→ PASSAGE PROVIDED:
────────

Newton Township is one of the twenty-five townships of Muskingum County, Ohio, United States.  The 2000 census found 5,402 people in the township, 5,186 of whom lived in the unincorporated portions of the township.

Geography
Located on the western edge of the county, it borders the following townships:
Springfield Township - north
Brush Creek Township - east
Clay Township - southeast
Harrison Township, Perry County - south
Clayton Township, Perry County - southwest
Madison Township, Perry County - west
Hopewell Township - northwest

The village of Fultonham is located in western Newton Township, and the unincorporated communities of East Fultonham and White Cottage are both located near the center of the township.  East Fultonham lies farther southwest than White Cottage.

Name and history
It is one of five Newton Townships statewide.

In 1833, Newton Township contained three churches, two or three salt works, seven saw mills, six flouring mills, and one physician.

────────

→ TASK DETAILS:
List every township that the Newton Township text says borders it, with the direction given for each.

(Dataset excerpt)
────────

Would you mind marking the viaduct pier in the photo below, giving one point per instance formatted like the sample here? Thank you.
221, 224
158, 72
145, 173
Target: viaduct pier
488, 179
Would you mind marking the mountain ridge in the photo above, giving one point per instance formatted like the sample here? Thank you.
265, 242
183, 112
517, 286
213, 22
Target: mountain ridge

────────

→ RIGHT ANSWER:
- Springfield Township: north
- Brush Creek Township: east
- Clay Township: southeast
- Harrison Township, Perry County: south
- Clayton Township, Perry County: southwest
- Madison Township, Perry County: west
- Hopewell Township: northwest